▶ [Source records]:
══════════════════════════════

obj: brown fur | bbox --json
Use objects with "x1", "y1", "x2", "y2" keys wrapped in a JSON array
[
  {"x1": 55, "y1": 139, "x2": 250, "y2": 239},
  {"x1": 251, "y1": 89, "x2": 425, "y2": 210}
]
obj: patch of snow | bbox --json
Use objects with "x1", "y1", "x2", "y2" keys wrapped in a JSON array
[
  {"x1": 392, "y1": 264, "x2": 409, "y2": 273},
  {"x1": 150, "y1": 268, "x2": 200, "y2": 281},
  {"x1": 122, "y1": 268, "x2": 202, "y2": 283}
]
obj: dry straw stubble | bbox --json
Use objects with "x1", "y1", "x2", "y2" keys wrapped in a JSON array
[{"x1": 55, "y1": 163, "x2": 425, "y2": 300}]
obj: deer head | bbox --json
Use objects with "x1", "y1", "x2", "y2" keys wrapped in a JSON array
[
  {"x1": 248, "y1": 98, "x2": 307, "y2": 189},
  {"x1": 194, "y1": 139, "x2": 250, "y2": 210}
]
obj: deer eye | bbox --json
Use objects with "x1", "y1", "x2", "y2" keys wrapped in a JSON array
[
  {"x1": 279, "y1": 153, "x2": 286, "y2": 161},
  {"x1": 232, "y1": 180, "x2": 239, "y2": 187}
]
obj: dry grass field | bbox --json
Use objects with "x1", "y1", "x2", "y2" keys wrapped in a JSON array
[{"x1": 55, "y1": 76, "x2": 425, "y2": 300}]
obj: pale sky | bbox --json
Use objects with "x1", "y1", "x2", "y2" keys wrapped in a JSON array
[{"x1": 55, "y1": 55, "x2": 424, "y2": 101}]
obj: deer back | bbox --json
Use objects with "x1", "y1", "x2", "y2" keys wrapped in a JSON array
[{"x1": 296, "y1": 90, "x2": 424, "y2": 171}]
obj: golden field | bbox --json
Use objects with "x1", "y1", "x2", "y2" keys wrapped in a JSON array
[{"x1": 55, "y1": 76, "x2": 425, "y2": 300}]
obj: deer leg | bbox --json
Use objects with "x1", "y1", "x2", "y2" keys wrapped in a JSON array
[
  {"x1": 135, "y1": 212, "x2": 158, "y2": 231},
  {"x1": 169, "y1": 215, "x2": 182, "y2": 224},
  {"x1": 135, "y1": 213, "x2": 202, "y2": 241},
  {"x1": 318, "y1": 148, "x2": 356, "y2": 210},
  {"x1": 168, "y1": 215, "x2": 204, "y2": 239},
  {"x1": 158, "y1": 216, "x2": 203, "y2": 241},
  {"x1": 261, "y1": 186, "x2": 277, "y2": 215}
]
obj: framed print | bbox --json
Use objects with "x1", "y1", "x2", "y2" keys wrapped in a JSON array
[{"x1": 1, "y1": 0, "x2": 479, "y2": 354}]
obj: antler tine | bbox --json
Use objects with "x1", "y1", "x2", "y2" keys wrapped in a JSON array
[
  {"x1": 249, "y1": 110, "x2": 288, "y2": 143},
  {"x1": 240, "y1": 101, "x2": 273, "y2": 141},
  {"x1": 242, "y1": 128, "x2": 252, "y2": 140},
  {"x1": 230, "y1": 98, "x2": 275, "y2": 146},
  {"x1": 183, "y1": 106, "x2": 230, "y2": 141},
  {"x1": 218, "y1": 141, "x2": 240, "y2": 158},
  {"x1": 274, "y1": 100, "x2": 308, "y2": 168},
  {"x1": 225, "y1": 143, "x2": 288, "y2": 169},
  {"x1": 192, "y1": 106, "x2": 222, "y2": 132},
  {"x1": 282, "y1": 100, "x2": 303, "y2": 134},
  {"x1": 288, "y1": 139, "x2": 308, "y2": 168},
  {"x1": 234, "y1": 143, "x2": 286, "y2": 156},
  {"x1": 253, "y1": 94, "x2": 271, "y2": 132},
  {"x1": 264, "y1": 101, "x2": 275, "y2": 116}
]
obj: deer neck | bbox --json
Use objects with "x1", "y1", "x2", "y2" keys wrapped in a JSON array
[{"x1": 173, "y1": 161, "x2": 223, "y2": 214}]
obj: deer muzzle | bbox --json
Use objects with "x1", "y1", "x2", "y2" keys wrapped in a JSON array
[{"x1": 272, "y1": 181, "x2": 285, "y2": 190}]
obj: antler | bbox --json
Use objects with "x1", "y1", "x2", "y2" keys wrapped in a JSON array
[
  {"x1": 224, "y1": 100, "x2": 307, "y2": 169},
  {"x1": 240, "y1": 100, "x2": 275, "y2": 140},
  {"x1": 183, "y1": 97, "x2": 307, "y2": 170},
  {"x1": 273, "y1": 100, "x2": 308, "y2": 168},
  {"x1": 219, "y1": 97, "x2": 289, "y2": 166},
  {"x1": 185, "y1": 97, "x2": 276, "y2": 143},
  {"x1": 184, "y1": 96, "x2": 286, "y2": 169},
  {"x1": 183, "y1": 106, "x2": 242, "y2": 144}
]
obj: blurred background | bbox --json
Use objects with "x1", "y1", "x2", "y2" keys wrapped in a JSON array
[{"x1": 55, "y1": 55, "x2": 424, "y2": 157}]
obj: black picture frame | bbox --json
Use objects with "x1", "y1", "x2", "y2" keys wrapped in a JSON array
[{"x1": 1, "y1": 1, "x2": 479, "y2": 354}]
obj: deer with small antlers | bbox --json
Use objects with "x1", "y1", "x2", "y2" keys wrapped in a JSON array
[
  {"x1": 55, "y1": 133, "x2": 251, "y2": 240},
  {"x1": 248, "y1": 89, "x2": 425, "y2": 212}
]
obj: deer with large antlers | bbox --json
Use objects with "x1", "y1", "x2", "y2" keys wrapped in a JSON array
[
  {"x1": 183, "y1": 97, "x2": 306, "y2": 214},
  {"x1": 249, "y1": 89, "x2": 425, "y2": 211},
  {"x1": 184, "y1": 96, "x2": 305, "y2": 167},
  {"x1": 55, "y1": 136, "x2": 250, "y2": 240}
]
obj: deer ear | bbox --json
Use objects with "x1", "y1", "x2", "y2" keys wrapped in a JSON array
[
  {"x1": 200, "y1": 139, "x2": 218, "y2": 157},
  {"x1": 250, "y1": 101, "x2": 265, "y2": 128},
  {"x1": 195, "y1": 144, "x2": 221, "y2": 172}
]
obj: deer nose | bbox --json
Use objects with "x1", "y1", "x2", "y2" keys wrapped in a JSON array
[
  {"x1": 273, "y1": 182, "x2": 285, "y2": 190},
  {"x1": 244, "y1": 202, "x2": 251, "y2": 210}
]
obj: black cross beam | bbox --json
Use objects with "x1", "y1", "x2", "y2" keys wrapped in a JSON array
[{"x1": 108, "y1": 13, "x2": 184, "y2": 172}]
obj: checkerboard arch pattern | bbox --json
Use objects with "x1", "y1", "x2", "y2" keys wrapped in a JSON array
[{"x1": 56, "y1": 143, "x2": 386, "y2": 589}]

══════════════════════════════

▶ [Directions for this task]: The entries above are to be restated word for word.

▶ [Task response]:
obj: brown fur | bbox --json
Use objects with "x1", "y1", "x2", "y2" keys wrapped in a JSON array
[
  {"x1": 55, "y1": 139, "x2": 250, "y2": 239},
  {"x1": 251, "y1": 89, "x2": 425, "y2": 210}
]
obj: patch of snow | bbox --json
Use objects with "x1", "y1", "x2", "y2" keys wrapped in a JSON array
[
  {"x1": 392, "y1": 264, "x2": 409, "y2": 273},
  {"x1": 150, "y1": 268, "x2": 200, "y2": 281},
  {"x1": 122, "y1": 268, "x2": 202, "y2": 283}
]
obj: dry straw stubble | bbox --json
Use objects with "x1", "y1", "x2", "y2" keys wrapped in a JSON array
[{"x1": 55, "y1": 163, "x2": 425, "y2": 300}]
obj: deer head | bbox --json
Use objects with "x1", "y1", "x2", "y2" keys wrapped in a JSON array
[
  {"x1": 248, "y1": 98, "x2": 307, "y2": 189},
  {"x1": 194, "y1": 139, "x2": 250, "y2": 210}
]
obj: deer eye | bbox --json
Use objects with "x1", "y1", "x2", "y2" keys wrapped in a JSON array
[
  {"x1": 279, "y1": 153, "x2": 286, "y2": 161},
  {"x1": 232, "y1": 180, "x2": 239, "y2": 187}
]
obj: dry grass field | bbox --json
Use objects with "x1", "y1", "x2", "y2" keys wrapped in a JSON array
[{"x1": 55, "y1": 76, "x2": 425, "y2": 300}]
obj: pale sky | bbox --json
Use objects with "x1", "y1", "x2", "y2" keys wrapped in a JSON array
[{"x1": 55, "y1": 55, "x2": 424, "y2": 101}]
obj: deer back | bbox --json
Use objects with "x1", "y1", "x2", "y2" keys wrapped in a JSON array
[{"x1": 296, "y1": 90, "x2": 424, "y2": 171}]
obj: golden field | bbox --json
Use objects with "x1", "y1", "x2", "y2" keys wrapped in a JSON array
[{"x1": 55, "y1": 76, "x2": 425, "y2": 300}]
obj: deer leg | bbox --json
Use objects with "x1", "y1", "x2", "y2" keys wrapped in a JSON array
[
  {"x1": 135, "y1": 212, "x2": 158, "y2": 231},
  {"x1": 169, "y1": 215, "x2": 182, "y2": 224},
  {"x1": 135, "y1": 213, "x2": 202, "y2": 241},
  {"x1": 318, "y1": 148, "x2": 356, "y2": 210},
  {"x1": 168, "y1": 215, "x2": 204, "y2": 239},
  {"x1": 158, "y1": 216, "x2": 203, "y2": 241},
  {"x1": 261, "y1": 186, "x2": 277, "y2": 215}
]
obj: framed print | bbox --json
Use objects with "x1", "y1", "x2", "y2" keys wrapped in a JSON array
[{"x1": 1, "y1": 0, "x2": 479, "y2": 354}]
obj: antler tine | bbox --json
Use objects with "x1", "y1", "x2", "y2" keys wrapped in a JSON array
[
  {"x1": 249, "y1": 110, "x2": 288, "y2": 143},
  {"x1": 240, "y1": 101, "x2": 273, "y2": 141},
  {"x1": 242, "y1": 128, "x2": 252, "y2": 140},
  {"x1": 230, "y1": 98, "x2": 275, "y2": 146},
  {"x1": 183, "y1": 106, "x2": 230, "y2": 141},
  {"x1": 218, "y1": 141, "x2": 240, "y2": 158},
  {"x1": 274, "y1": 100, "x2": 308, "y2": 168},
  {"x1": 225, "y1": 143, "x2": 288, "y2": 169},
  {"x1": 192, "y1": 106, "x2": 222, "y2": 132},
  {"x1": 282, "y1": 100, "x2": 303, "y2": 134},
  {"x1": 288, "y1": 139, "x2": 308, "y2": 168},
  {"x1": 234, "y1": 143, "x2": 286, "y2": 156},
  {"x1": 253, "y1": 94, "x2": 271, "y2": 132},
  {"x1": 264, "y1": 101, "x2": 275, "y2": 116}
]
obj: deer neck | bbox --json
Use objects with "x1", "y1", "x2", "y2" keys wrapped in a JSON array
[{"x1": 173, "y1": 161, "x2": 223, "y2": 214}]
obj: deer muzzle | bbox --json
Use objects with "x1", "y1", "x2", "y2" keys wrapped in a JSON array
[{"x1": 272, "y1": 181, "x2": 285, "y2": 190}]
obj: antler | bbox --json
Use objects with "x1", "y1", "x2", "y2" keys wrapped in a JSON array
[
  {"x1": 224, "y1": 100, "x2": 307, "y2": 169},
  {"x1": 240, "y1": 100, "x2": 275, "y2": 140},
  {"x1": 183, "y1": 97, "x2": 307, "y2": 170},
  {"x1": 273, "y1": 100, "x2": 308, "y2": 168},
  {"x1": 219, "y1": 97, "x2": 289, "y2": 166},
  {"x1": 185, "y1": 97, "x2": 276, "y2": 143},
  {"x1": 184, "y1": 96, "x2": 286, "y2": 169},
  {"x1": 183, "y1": 106, "x2": 242, "y2": 144}
]
obj: blurred background | bbox --json
Use objects with "x1", "y1", "x2", "y2" keys wrapped in a JSON array
[{"x1": 55, "y1": 55, "x2": 424, "y2": 157}]
obj: black picture frame | bbox --json
Use objects with "x1", "y1", "x2", "y2" keys wrapped in a JSON array
[{"x1": 1, "y1": 1, "x2": 479, "y2": 354}]
obj: deer with small antlers | bbox --json
Use objects with "x1", "y1", "x2", "y2" keys wrapped in a JSON array
[
  {"x1": 55, "y1": 133, "x2": 251, "y2": 240},
  {"x1": 248, "y1": 89, "x2": 425, "y2": 212}
]
obj: deer with large antlers | bbox --json
Use objects with "x1", "y1", "x2", "y2" keys wrapped in a JSON array
[
  {"x1": 183, "y1": 97, "x2": 306, "y2": 214},
  {"x1": 249, "y1": 89, "x2": 425, "y2": 211},
  {"x1": 184, "y1": 96, "x2": 305, "y2": 167},
  {"x1": 55, "y1": 136, "x2": 250, "y2": 240}
]
obj: deer ear | bbox --json
Use objects with "x1", "y1", "x2", "y2" keys wrapped in a JSON array
[
  {"x1": 200, "y1": 139, "x2": 218, "y2": 157},
  {"x1": 250, "y1": 101, "x2": 265, "y2": 128},
  {"x1": 195, "y1": 144, "x2": 221, "y2": 172}
]
obj: deer nose | bbox --json
Use objects with "x1", "y1", "x2", "y2" keys wrapped in a JSON array
[
  {"x1": 273, "y1": 182, "x2": 285, "y2": 190},
  {"x1": 244, "y1": 202, "x2": 251, "y2": 210}
]
obj: black cross beam | bbox --json
Use objects with "x1", "y1", "x2", "y2" keys wrapped in a JSON array
[{"x1": 108, "y1": 13, "x2": 184, "y2": 172}]
obj: checkerboard arch pattern | bbox --json
Use objects with "x1", "y1", "x2", "y2" keys wrapped in a JSON array
[{"x1": 56, "y1": 143, "x2": 386, "y2": 589}]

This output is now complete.